━━━ DOCUMENT SEGMENT

The overarching aim of this proposed project is to develop, optimize and quantitatively evaluate magnetic resonance imaging (MRI) methods for evaluating the biomechanical properties of bone. The current standard diagnostic of bone health, dual-energy X-ray absorptiometry (DXA), provides an approximate measure of bone mineral density, but it is a projection method that does not incorporate the full contribution of macro-structure, micro-architecture, collagen, or porosity to fracture resistance. Quantitative computed tomography (qCT) is able to partially circumvent these shortcomings of DXA, but remains limited in that it, and other X-ray based methods, are sensitive only to the mineral content of bone, which accounts for only ~~40% of bone by volume. Recent studies have shown that H nuclear magnetic resonance (NMR) can discern multiple soft- tissue components of bone, including collagen, collagen-bound water, and pore water. Further, in cadaveric cortical bone samples, these NMR measures were found to better predict several mechanical properties related to bone fracture risk than current high resolution qCT. This project seeks to translate these H NMR findings into clinical MRI methods for assessing whole bone fracture risk through three project aims.

━━━━━━
━━━ GIVEN INFORMATION

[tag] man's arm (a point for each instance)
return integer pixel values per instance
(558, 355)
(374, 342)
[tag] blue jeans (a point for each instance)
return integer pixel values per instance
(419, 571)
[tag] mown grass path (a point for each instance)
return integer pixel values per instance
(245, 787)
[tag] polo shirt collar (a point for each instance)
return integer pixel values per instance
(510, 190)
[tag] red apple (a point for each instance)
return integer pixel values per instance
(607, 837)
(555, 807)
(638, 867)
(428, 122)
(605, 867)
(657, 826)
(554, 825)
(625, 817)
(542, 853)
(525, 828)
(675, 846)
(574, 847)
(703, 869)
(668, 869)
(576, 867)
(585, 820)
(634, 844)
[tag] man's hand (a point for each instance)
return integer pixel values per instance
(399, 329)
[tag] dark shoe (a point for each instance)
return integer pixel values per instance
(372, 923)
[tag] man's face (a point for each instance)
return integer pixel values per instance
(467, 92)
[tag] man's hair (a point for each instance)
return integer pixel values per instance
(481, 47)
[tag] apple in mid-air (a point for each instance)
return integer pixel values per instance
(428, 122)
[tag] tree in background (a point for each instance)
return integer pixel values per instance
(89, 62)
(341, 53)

━━━━━━

● **WHAT TO DO**
Which contributions to fracture resistance does the bone imaging project description above say DXA fails to incorporate? List each one.

● **RESULT OF THIS EXERCISE**
- Macro-structure
- Micro-architecture
- Collagen
- Porosity